Work item: Find each line of the material below in which the word "clicks" occurs, and return it.

Records for the task:

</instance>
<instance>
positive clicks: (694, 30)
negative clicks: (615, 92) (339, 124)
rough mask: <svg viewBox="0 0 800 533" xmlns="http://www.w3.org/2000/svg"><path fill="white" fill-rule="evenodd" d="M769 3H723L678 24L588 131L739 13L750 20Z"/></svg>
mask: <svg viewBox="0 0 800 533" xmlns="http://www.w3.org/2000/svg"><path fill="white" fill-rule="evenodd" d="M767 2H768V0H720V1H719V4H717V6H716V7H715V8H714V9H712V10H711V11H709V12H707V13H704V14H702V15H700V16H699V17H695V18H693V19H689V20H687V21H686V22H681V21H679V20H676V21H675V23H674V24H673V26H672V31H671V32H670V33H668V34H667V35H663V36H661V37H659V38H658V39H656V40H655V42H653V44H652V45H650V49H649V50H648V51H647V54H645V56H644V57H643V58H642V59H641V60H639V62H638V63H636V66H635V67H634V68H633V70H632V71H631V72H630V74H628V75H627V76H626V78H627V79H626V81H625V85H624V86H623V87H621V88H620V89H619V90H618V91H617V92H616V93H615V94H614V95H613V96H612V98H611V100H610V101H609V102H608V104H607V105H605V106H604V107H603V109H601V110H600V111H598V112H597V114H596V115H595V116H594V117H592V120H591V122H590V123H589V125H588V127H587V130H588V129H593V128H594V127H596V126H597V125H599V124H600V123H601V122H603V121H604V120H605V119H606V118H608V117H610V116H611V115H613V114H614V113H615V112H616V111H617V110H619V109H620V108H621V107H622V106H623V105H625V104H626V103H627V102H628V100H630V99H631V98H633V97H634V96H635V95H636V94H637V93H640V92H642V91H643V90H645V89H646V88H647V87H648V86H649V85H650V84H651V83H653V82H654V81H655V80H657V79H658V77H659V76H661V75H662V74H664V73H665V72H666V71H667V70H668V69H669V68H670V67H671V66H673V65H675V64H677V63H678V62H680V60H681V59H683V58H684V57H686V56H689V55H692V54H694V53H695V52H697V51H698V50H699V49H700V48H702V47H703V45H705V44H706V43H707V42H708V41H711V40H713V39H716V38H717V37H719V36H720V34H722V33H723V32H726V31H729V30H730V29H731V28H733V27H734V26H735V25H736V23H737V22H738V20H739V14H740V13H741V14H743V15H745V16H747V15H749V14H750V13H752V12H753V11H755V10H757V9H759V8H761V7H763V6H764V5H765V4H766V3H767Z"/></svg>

Result:
positive clicks: (694, 30)
negative clicks: (615, 92) (339, 124)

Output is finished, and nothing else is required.